## [Document text]
=== Section Start ===
Bacevich: Let’s say no one steps in to end these wars. How likely is it, then, that the United States will be able to achieve its original aims in Iraq and Afghanistan – that both will become stable countries aligned with the United States?

Sjursen: I’m 100 per cent pessimistic. I just came from Fort Leavenworth, where they have a formula: ends equal ways plus means. But the ends we laid out are unachievable. It doesn’t matter how many ways and means you come up with. There is absolutely no chance of success as it was laid out by the Bush administration, or even in some of Obama’s rhetoric.

* * *

As interesting and revealing as this discussion at West Point certainly is, it fails to identify the main reason why the United States keeps getting embroiled in so many prolonged wars and military incursions.

The only way to find the answer to this question is to pose the ancient Roman question: Qui bono? Who benefits from perpetual warfare?
=== Section End ===
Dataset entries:
=== Section Start ===
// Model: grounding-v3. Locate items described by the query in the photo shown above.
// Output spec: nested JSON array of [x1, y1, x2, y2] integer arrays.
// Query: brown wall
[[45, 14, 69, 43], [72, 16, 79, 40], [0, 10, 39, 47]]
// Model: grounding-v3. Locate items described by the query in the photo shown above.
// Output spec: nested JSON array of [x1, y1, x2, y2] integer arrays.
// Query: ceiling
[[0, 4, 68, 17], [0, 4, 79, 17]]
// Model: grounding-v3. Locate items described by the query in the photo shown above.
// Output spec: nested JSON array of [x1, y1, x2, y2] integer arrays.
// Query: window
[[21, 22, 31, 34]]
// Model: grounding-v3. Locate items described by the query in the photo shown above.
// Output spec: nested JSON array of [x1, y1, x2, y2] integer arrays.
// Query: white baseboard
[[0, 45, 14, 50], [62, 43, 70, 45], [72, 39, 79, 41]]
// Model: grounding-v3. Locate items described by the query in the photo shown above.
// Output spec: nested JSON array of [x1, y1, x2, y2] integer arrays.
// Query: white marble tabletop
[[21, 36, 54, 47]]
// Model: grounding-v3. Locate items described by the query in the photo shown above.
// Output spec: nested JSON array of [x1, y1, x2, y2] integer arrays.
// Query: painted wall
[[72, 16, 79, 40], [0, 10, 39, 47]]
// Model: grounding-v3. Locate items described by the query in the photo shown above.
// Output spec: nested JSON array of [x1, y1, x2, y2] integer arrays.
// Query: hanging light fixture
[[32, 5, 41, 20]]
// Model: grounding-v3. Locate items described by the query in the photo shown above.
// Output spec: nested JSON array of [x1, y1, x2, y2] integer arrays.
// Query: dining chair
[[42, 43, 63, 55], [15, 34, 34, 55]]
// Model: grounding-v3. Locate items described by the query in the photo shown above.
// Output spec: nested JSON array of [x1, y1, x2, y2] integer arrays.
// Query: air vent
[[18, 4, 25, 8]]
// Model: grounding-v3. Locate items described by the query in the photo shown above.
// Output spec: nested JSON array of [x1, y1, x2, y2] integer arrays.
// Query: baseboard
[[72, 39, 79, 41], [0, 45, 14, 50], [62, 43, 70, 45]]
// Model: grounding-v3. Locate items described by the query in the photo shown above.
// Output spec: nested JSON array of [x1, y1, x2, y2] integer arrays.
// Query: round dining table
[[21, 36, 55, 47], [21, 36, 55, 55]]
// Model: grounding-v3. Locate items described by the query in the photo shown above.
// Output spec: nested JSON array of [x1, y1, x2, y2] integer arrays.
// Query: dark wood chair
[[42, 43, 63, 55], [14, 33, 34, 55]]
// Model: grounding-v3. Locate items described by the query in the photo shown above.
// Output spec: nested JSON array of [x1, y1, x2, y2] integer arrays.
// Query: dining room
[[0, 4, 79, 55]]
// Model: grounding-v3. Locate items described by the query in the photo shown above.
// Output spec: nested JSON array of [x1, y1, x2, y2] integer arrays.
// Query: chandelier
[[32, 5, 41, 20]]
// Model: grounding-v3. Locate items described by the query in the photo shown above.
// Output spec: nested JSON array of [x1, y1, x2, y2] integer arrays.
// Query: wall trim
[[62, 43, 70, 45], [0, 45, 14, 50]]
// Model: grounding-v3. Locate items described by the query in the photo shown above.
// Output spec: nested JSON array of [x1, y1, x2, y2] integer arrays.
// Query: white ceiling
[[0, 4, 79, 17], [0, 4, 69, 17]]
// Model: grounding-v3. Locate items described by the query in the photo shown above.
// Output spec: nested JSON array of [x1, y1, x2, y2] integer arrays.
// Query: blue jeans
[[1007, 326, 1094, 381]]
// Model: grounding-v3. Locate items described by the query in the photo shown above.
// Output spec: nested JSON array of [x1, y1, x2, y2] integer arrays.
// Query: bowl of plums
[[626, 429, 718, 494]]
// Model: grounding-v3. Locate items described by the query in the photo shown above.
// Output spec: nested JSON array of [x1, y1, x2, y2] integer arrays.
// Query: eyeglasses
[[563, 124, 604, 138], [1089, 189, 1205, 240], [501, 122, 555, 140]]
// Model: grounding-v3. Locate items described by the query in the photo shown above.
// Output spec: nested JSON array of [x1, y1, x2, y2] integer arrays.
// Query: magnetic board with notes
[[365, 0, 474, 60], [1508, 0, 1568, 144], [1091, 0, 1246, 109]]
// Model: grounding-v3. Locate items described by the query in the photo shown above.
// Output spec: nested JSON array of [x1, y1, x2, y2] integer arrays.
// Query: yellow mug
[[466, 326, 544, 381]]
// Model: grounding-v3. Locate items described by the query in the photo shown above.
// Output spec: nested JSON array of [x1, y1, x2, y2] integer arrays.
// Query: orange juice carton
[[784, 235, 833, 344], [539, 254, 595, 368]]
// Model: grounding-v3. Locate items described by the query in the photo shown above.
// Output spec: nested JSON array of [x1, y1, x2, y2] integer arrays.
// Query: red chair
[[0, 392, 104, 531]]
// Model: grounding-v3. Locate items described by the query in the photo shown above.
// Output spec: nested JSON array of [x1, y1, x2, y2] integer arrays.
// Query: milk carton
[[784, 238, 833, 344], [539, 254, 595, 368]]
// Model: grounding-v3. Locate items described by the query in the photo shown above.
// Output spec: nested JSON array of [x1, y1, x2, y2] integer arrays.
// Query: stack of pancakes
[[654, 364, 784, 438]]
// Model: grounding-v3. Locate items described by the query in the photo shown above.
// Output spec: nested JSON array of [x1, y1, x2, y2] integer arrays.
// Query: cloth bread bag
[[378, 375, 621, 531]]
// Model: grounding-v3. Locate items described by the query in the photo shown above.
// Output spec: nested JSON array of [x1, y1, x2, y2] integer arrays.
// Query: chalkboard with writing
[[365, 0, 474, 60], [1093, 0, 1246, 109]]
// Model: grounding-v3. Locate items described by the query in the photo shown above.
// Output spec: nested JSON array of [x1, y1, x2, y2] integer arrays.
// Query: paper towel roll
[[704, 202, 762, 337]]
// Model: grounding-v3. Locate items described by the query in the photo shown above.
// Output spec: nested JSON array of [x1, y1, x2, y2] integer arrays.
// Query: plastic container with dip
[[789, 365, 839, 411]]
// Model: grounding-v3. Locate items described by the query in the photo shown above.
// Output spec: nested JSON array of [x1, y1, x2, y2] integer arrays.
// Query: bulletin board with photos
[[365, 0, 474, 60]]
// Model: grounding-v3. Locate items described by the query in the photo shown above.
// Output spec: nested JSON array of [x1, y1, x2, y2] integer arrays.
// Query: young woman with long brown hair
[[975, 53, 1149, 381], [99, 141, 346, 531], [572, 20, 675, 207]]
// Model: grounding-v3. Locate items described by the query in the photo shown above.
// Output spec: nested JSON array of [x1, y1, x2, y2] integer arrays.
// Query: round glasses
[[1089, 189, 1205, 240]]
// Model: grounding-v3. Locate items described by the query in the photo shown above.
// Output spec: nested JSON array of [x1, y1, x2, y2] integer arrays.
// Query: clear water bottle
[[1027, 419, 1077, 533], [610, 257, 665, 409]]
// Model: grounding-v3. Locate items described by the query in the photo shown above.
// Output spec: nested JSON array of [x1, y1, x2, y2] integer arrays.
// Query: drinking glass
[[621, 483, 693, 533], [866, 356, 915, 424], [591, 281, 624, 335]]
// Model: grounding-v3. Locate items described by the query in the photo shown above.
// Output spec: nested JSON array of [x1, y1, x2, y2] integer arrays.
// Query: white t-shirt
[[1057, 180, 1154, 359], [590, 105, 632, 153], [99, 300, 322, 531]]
=== Section End ===
## [Questions]
1/ In the passage on prolonged U.S. wars, what formula does Sjursen say is used at Fort Leavenworth?
2/ Transcribe the passage on prolonged U.S. wars between "Bacevich: Let’s say no" and "of Obama’s rhetoric.", inclusive.
3/ Pick up the passage on prolonged U.S. wars after its final sentence and continue it.

## [Response list]
1/ Ends equal ways plus means.

2/
Bacevich: Let’s say no one steps in to end these wars. How likely is it, then, that the United States will be able to achieve its original aims in Iraq and Afghanistan – that both will become stable countries aligned with the United States?

Sjursen: I’m 100 per cent pessimistic. I just came from Fort Leavenworth, where they have a formula: ends equal ways plus means. But the ends we laid out are unachievable. It doesn’t matter how many ways and means you come up with. There is absolutely no chance of success as it was laid out by the Bush administration, or even in some of Obama’s rhetoric.

3/
The answer — although never acknowledged by U.S. political leaders, and seldom by even the U.S. media – is the country’s military industrial complex. The big arms manufacturers profit enormously from wars and other armed conflicts. In fact, without continuous and prolonged warfare that requires the deployment of their guns, bombs, tanks, warships and submarines, they would go out of business.

The American military budget for the next fiscal year that is projected by the Trump administration is $886 billion, up from $767 billion in 2016. This massive amount is the second largest item in the country’s budget after social security. It is four times more than China’s military budget of $216 billion, and 10 times bigger than Russia’s budget of just $84.5 billion. In total, the United States spends more on “defense” than the next nine countries combined.

Who profits most from this vast expenditure on the trappings of warfare? Obviously it’s the big arms companies. It’s difficult to find out how much of the colossal U.S. military budget each of them receives. The latest figures I could find (undoubtedly not up to date) were $36 billion for Lochhead Martin, $27.6 billion for Boeing, 26.9 billion for BAE Systems, $22.5 billion for Raytheon, and $21.6 billion for General Dynamics. But there are dozens of other arms producers that are also awarded contracts. Together, they probably receive and profit from at least half, more likely two-thirds, of that huge $886 billion war bonanza.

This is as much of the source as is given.